Listed entries:
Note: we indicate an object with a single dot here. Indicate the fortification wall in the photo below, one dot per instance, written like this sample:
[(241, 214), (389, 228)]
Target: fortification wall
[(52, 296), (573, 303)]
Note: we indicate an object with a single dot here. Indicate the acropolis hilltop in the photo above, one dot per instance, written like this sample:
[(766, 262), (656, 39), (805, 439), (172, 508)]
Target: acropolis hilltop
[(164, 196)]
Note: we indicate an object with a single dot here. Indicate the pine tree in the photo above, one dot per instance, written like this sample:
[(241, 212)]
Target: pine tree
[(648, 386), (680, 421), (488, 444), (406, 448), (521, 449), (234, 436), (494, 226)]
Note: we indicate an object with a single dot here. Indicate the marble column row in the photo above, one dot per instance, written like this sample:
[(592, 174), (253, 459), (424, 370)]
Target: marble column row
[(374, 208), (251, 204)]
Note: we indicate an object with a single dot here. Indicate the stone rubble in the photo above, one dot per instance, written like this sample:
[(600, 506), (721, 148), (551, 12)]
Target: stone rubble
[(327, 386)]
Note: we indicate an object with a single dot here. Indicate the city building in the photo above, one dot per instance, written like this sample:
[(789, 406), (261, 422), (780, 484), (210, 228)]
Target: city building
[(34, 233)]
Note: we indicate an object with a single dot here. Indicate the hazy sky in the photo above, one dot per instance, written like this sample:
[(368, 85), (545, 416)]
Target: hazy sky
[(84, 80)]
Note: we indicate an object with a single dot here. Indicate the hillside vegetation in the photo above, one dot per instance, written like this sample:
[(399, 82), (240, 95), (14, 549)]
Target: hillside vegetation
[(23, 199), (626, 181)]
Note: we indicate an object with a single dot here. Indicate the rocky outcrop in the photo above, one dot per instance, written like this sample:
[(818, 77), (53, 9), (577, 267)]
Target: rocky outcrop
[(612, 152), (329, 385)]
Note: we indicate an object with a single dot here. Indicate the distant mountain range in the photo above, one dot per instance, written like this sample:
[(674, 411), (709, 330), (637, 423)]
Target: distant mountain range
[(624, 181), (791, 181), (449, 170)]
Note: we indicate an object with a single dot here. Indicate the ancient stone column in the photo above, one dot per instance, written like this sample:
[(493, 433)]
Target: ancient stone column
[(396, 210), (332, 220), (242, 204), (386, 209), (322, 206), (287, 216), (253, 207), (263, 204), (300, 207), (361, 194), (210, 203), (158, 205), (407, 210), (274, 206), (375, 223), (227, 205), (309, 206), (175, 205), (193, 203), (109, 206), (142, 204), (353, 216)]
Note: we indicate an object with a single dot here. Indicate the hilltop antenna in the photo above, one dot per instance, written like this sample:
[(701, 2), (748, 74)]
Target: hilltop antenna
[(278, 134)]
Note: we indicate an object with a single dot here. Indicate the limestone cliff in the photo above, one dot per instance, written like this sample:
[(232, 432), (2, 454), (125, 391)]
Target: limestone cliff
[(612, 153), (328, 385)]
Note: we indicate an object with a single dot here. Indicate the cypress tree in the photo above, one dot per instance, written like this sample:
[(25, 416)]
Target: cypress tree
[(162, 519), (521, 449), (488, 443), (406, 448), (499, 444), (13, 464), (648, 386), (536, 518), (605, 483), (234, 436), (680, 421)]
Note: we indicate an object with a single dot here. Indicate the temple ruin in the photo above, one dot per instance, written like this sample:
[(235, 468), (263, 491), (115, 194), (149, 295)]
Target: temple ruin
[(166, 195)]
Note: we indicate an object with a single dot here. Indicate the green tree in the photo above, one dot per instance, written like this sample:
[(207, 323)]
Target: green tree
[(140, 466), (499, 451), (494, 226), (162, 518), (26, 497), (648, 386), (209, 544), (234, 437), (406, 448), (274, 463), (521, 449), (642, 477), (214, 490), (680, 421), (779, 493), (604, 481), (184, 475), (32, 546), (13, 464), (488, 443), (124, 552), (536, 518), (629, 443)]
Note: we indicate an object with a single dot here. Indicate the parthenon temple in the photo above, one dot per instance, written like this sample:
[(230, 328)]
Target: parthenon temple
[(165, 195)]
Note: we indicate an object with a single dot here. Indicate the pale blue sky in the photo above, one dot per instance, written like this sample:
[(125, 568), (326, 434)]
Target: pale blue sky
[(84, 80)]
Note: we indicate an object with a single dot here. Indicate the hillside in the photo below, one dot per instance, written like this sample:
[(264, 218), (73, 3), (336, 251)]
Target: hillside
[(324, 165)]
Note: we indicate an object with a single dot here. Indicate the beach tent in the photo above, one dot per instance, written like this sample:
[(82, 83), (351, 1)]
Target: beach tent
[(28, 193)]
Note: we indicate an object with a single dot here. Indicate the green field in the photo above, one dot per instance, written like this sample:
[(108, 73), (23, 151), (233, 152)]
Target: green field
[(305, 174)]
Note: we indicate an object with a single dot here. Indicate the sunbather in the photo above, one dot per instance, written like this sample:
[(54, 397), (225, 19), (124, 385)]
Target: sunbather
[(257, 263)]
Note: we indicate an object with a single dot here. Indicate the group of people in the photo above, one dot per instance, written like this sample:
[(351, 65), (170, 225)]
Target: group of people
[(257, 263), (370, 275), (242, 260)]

What you are asked to do: Every record in the listing above is to be copied exactly.

Exercise result:
Note: we indicate an object with a single dot here. Indicate the fortification wall in the photo below, one dot per instance, written like this sample:
[(241, 214), (389, 228)]
Target: fortification wall
[(52, 296), (573, 303)]
Note: we indicate an object with a single dot here. Indicate the acropolis hilltop in the photo above, one dot per instance, written like this sample:
[(766, 262), (656, 39), (805, 439), (172, 508)]
Target: acropolis hilltop
[(164, 196)]
Note: we indicate an object with a single dot here. Indicate the pine tree in the photo above, one dot per instance, written like this sample:
[(241, 212)]
Target: pine tree
[(648, 386), (680, 421), (488, 444), (406, 448), (521, 449), (234, 436), (494, 226)]
Note: we indicate an object with a single dot here. Indicate the marble column row in the photo above, one dot per instance, written like this sample:
[(592, 174), (253, 459), (424, 370)]
Target: marble column row
[(374, 208), (251, 204)]
Note: we indicate an object with a single dot here. Indicate the stone rubble in the photo above, one dot per instance, written like this sample:
[(600, 506), (721, 148), (551, 12)]
Target: stone rubble
[(327, 386)]
Note: we indicate an object with a single dot here. Indicate the city building in the photo above, one dot per instance, written like this sample:
[(789, 406), (261, 422), (780, 484), (210, 228)]
Target: city building
[(34, 233)]
Note: we indicate an object with a single dot here. Indicate the hazy sky in the photo above, one dot per instance, written like this sample:
[(368, 85), (545, 416)]
Target: hazy sky
[(84, 80)]
Note: we indicate an object with a single dot here. Indicate the hillside vegetation in the photo above, one dot per instance, written like this sample:
[(399, 82), (240, 95), (14, 549)]
Target: hillside vegetation
[(23, 199), (626, 181)]
Note: we indicate an object with a single dot here. Indicate the rocky outcrop in the photo above, one dot per instance, written like this sample:
[(818, 77), (53, 9), (577, 267)]
Target: rocky outcrop
[(612, 152), (329, 385)]
Note: we indicate an object with a single dot here. Indicate the distant mountain range in the photo above, one dot per instance, written like this sample:
[(674, 411), (709, 330), (637, 423)]
Target: distant mountain range
[(624, 181), (791, 181), (449, 170)]
Note: we indicate an object with a single dot here. Indicate the ancient stone column in the photo above, one dot per instance, written like this sample:
[(493, 433)]
Target: ancient stone column
[(396, 210), (332, 220), (242, 204), (386, 209), (322, 206), (287, 216), (253, 207), (263, 204), (300, 207), (361, 194), (210, 203), (158, 205), (407, 210), (274, 206), (375, 223), (227, 205), (309, 206), (175, 205), (193, 203), (109, 206), (142, 204), (353, 216)]
Note: we indicate an object with a single dot here. Indicate the hilltop antenna in the photo above, one dot per instance, written like this sample:
[(701, 2), (748, 74)]
Target: hilltop antenna
[(278, 134)]
Note: we indicate an object with a single dot here. Indicate the limestone cliff in the photo above, one dot per instance, written like this sample:
[(232, 432), (2, 454), (125, 391)]
Target: limestone cliff
[(612, 153), (328, 385)]
Note: we indicate an object with a single dot here. Indicate the cypress tree in the photo above, one dot per instance, written like this sample:
[(25, 416)]
Target: cypress tree
[(162, 519), (521, 449), (488, 443), (406, 448), (499, 444), (13, 464), (648, 386), (536, 518), (605, 483), (234, 436), (680, 421)]
Note: we indicate an object with a single dot here. Indicate the temple ruin in the photo above, one dot per instance, written like this sample:
[(235, 468), (263, 491), (115, 194), (149, 295)]
Target: temple ruin
[(166, 195)]
Note: we indicate an object with a single dot here. Indicate the green tree in the photo above, one dot per instance, written like this sample:
[(207, 323)]
Target: green tree
[(140, 466), (499, 451), (494, 226), (162, 518), (26, 497), (648, 386), (209, 544), (234, 437), (406, 448), (274, 463), (521, 449), (642, 477), (214, 490), (680, 421), (779, 493), (604, 481), (184, 475), (32, 546), (13, 464), (488, 443), (124, 552), (536, 518), (629, 443)]
Note: we indicate an object with a single dot here. Indicate the parthenon temple in the photo above, one dot per instance, written like this sample:
[(230, 328)]
Target: parthenon temple
[(165, 195)]
Note: we indicate an object with a single dot here. Indicate the pale blue sky in the photo above, one dot per instance, written like this sample:
[(125, 568), (326, 434)]
Target: pale blue sky
[(84, 80)]
Note: we indicate an object with a single dot here. Indicate the hillside in the photo below, one dot per instance, written like this sample:
[(264, 218), (73, 3), (336, 251)]
Target: hillside
[(324, 165)]
Note: we indicate an object with a single dot here. Indicate the beach tent in the photo above, one dot per instance, written like this sample:
[(82, 83), (351, 1)]
Target: beach tent
[(28, 193)]
Note: we indicate an object with a single dot here. Indicate the green field in the photo above, one dot per instance, written like this sample:
[(108, 73), (23, 151), (233, 152)]
Target: green field
[(305, 174)]
Note: we indicate an object with a single dot here. Indicate the sunbather in the photo above, one dot per instance, written like this sample:
[(54, 397), (225, 19), (124, 385)]
Target: sunbather
[(257, 263)]
Note: we indicate an object with a single dot here. Indicate the group of people in the photo above, one dot per instance, written like this sample:
[(351, 65), (170, 225)]
Target: group of people
[(257, 263), (370, 275), (242, 260)]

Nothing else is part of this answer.